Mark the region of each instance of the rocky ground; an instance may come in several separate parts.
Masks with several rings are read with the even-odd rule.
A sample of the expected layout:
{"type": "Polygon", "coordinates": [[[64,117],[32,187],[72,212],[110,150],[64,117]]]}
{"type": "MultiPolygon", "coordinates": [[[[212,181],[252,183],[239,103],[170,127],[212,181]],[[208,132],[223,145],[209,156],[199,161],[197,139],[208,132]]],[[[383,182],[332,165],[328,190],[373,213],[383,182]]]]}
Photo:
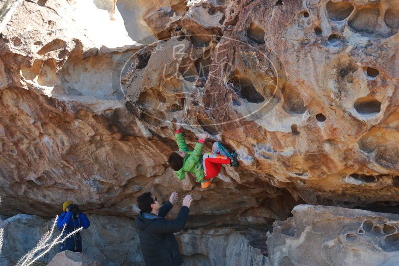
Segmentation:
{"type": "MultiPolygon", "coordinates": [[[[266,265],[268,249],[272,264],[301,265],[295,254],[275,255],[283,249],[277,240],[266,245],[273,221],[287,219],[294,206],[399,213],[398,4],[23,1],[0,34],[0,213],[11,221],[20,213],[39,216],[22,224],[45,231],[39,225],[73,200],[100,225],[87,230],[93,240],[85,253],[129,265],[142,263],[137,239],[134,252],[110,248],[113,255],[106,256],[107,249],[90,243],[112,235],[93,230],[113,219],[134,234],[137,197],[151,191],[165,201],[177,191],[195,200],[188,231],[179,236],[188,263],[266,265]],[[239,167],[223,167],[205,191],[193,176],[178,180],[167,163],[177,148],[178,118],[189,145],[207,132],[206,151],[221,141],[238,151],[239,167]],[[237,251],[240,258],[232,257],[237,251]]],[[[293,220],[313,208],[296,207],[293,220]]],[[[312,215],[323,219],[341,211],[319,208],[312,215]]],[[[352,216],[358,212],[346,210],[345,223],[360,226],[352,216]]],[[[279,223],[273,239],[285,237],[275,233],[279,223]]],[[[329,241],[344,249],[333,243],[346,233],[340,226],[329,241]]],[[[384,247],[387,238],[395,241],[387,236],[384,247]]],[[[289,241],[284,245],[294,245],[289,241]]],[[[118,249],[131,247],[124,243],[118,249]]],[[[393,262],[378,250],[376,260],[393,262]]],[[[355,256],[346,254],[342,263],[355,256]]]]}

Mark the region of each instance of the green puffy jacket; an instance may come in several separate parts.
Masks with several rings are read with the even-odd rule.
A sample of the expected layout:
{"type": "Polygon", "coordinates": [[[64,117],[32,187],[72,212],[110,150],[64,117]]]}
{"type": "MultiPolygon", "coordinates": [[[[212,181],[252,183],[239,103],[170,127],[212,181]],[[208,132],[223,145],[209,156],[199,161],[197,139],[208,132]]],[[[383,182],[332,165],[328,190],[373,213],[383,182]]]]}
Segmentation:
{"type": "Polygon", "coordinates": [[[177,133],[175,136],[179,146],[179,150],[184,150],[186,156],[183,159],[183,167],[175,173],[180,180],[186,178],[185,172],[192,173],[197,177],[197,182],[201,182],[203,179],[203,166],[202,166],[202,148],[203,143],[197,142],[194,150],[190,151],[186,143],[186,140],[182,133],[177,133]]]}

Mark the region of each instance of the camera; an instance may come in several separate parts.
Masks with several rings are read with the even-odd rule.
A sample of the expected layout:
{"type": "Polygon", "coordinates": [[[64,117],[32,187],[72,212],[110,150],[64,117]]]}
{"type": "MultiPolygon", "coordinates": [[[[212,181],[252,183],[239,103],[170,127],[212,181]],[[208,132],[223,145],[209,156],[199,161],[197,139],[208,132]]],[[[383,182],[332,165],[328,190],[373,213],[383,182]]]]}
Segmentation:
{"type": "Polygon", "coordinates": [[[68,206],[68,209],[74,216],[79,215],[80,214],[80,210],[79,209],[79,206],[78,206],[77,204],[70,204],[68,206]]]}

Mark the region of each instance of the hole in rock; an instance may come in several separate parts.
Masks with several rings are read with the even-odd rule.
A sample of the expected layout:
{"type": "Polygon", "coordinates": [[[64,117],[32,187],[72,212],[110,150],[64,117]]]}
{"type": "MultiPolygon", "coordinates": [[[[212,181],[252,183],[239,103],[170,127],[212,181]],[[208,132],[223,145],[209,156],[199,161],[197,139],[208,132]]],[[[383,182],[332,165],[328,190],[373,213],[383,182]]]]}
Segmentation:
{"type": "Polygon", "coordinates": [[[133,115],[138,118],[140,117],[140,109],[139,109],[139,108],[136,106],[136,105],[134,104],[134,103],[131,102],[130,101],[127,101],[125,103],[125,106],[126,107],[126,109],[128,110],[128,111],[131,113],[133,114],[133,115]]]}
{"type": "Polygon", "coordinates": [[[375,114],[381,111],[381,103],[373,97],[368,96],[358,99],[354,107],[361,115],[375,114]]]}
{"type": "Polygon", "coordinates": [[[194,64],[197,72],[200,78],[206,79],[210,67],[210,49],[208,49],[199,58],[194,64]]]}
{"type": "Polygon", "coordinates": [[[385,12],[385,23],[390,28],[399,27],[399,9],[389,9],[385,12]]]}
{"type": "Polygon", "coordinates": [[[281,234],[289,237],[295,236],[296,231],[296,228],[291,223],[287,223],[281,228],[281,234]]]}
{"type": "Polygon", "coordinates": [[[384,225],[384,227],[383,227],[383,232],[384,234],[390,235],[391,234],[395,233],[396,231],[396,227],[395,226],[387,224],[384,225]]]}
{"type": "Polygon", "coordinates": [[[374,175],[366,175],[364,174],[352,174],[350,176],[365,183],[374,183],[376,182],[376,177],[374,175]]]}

Stated goal: Show every line of the records above that contains the word "parts", treating uppercase and lowercase letters as distinct.

Response to the exercise:
Mark the region of each instance of the rocky ground; an instance may come in several separate parts.
Mark the region of each instance of the green puffy jacket; an instance may come in several separate parts.
Mark the region of each instance of the camera; an instance may come in several separate parts.
Mark the region of each instance of the hole in rock; an instance may come in several separate parts.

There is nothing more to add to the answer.